=== WHAT YOU NEED TO DO ===
Without altering anything, repeat each of the records.

Data extracted from a collection
>> Begin

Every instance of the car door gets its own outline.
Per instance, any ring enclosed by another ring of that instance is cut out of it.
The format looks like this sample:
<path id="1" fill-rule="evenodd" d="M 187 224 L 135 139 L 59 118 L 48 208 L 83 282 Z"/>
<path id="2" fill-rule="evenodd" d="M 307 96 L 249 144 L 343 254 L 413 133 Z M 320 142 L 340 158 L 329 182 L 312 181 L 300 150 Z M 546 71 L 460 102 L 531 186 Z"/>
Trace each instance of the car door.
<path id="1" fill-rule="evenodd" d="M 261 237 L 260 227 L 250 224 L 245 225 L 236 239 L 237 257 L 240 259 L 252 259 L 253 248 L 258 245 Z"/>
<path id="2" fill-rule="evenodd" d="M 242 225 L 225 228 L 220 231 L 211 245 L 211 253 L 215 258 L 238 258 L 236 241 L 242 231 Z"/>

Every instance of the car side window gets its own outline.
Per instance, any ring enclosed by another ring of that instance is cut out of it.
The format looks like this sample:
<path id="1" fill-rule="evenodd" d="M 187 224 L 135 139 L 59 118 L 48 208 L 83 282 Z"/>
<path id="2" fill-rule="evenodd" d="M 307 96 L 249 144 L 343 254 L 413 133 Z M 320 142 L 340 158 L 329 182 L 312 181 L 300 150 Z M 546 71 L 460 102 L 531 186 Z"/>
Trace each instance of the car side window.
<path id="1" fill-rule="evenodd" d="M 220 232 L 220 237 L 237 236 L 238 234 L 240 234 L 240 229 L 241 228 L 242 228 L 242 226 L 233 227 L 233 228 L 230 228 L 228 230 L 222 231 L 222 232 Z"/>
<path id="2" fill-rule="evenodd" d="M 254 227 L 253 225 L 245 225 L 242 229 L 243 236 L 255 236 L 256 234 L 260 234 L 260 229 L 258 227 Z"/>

>> End

=== EXERCISE OUTPUT ===
Every instance of the car door gets its own outline.
Per instance, any ring enclosed by another ring of that instance is cut out of it.
The format looks like this sample:
<path id="1" fill-rule="evenodd" d="M 187 224 L 135 139 L 59 118 L 48 208 L 83 282 Z"/>
<path id="2" fill-rule="evenodd" d="M 307 96 L 249 144 L 343 254 L 413 133 Z M 320 142 L 340 158 L 329 182 L 312 181 L 300 150 Z M 546 71 L 460 102 L 531 186 Z"/>
Trace each instance of the car door.
<path id="1" fill-rule="evenodd" d="M 261 237 L 260 227 L 250 224 L 245 225 L 236 239 L 237 257 L 240 259 L 252 259 L 253 248 L 258 245 Z"/>
<path id="2" fill-rule="evenodd" d="M 242 225 L 225 228 L 220 231 L 211 245 L 211 253 L 215 258 L 238 258 L 236 241 L 242 231 Z"/>

Every instance of the car side window gets its own outline.
Per instance, any ring enclosed by another ring of that instance is cut out of it.
The format looks like this sample:
<path id="1" fill-rule="evenodd" d="M 187 224 L 135 139 L 59 118 L 48 208 L 83 282 Z"/>
<path id="2" fill-rule="evenodd" d="M 307 96 L 249 144 L 343 254 L 413 133 Z M 320 142 L 340 158 L 329 182 L 312 181 L 300 150 Z M 546 71 L 460 102 L 531 186 Z"/>
Trace each instance of the car side window.
<path id="1" fill-rule="evenodd" d="M 220 232 L 220 237 L 237 236 L 238 234 L 240 234 L 240 229 L 241 228 L 242 228 L 242 226 L 233 227 L 233 228 L 230 228 L 228 230 L 222 231 L 222 232 Z"/>
<path id="2" fill-rule="evenodd" d="M 254 227 L 253 225 L 245 225 L 242 229 L 243 236 L 255 236 L 256 234 L 260 234 L 260 229 L 258 227 Z"/>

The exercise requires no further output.